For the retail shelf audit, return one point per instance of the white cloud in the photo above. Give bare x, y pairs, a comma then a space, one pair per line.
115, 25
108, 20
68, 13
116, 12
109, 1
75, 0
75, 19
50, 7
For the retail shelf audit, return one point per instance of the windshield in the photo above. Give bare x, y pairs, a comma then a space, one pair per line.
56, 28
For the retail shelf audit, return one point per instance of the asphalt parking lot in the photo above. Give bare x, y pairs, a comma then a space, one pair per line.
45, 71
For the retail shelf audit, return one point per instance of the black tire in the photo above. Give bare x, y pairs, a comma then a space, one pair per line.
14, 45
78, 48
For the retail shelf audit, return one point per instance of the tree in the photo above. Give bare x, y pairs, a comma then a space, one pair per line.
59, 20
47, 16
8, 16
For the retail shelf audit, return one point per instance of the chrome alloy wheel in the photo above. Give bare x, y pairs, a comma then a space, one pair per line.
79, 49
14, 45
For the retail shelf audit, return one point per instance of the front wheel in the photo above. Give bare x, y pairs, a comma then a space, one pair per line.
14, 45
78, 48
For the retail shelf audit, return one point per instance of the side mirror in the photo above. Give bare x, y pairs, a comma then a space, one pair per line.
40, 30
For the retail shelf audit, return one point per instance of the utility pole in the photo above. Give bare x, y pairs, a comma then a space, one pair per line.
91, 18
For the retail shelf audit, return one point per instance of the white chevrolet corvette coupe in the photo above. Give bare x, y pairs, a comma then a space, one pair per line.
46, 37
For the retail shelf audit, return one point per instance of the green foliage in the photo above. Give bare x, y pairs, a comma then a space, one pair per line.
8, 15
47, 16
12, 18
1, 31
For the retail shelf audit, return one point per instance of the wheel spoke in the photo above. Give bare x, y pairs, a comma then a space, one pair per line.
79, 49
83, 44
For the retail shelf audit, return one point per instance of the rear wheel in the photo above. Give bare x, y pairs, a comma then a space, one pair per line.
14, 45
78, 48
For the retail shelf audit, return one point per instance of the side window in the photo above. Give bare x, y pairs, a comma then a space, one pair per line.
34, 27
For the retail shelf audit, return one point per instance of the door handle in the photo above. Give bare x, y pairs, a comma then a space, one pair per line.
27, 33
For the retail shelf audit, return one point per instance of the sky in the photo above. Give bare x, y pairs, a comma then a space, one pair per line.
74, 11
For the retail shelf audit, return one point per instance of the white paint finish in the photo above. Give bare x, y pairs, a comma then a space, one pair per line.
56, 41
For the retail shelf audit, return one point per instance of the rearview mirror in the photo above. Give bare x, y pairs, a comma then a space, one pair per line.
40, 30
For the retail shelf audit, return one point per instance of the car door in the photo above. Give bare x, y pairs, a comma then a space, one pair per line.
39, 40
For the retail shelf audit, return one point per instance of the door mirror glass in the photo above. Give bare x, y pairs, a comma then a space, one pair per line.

= = =

Problem details:
Write out, please, all of the material above exactly as written.

Exercise result:
For the retail shelf audit, return one point per instance of the white cloud in the photo above. Give bare x, y pairs, a comma then a space, one pair per line.
115, 25
108, 20
68, 13
116, 12
109, 1
75, 0
75, 19
50, 7
For the retail shelf audit, return one point per instance of the windshield in the photo above. Give bare x, y pairs, a comma then a space, one pair per line.
56, 28
For the retail shelf audit, return one point per instance of the asphalt parking lot in the photo above. Give bare x, y pairs, a comma then a space, one pair per line.
45, 71
For the retail shelf audit, return one point per instance of the black tire in the photo above. Give bare x, y pairs, a comma then a space, one pair per line.
14, 45
78, 48
For the retail shelf audit, return one point per instance of the tree in the photo above. Give bare x, y pairs, a comma then a space, one pair per line.
59, 20
47, 16
8, 16
For the retail shelf audit, return one point per instance of the chrome alloy wheel in the photo above. Give bare x, y pairs, a comma then a space, one pair per line.
79, 49
14, 45
For the retail shelf audit, return one point per instance of the front wheel in the photo above. Give bare x, y pairs, a comma then a space, one pair per line.
14, 45
78, 48
For the retail shelf audit, return one point per instance of the side mirror in the photo above. Give bare x, y pairs, a comma then a space, one pair per line.
40, 30
For the retail shelf audit, return one point per instance of the utility pole in the photo above. Give bare x, y pairs, a comma then a space, one pair per line.
91, 18
For the retail shelf audit, return one point per instance of the white chevrolet corvette coupe in the photo above. Give bare x, y pairs, a comma then a space, one pair per line.
46, 37
For the retail shelf audit, return one point per instance of the green foliage in the photo above. Give bare x, y pairs, a comma then a space, one pair per line.
8, 15
47, 16
12, 18
1, 31
For the retail shelf audit, return one point per instance of the wheel spoke in the photo above. Give bare x, y pairs, a comma then a space, one pair per line.
79, 49
83, 44
For the retail shelf audit, return one point per instance of the rear wheel in the photo above. Give bare x, y pairs, a comma then a space, one pair per line.
14, 45
78, 48
For the retail shelf audit, return one point per instance of the side window in the photo above. Give bare x, y pairs, a comma then a space, one pair per line.
34, 27
For the retail shelf audit, return one point per instance of the door handle in the photo above. Give bare x, y pairs, a comma then a space, one pair per line.
27, 33
For the retail shelf audit, return one point per instance of the sky in the photo above. Give bare x, y pairs, a comma then a space, one pair per line.
74, 11
For the retail shelf audit, return one point per instance of the white paint finish in the photo above. Give bare x, y pairs, a comma then a space, one pair per line.
56, 41
For the retail shelf audit, return one point per instance of the rearview mirror in the photo above. Give bare x, y pairs, a comma then a space, one pair per line.
40, 30
For the retail shelf audit, return one point per instance of the car door in the photo above. Give bare x, y pairs, a comma then a space, one pair per line.
39, 40
For the retail shelf audit, return one point per instance of the door mirror glass in the photo above. Give bare x, y pairs, a comma then a space, one pair per line.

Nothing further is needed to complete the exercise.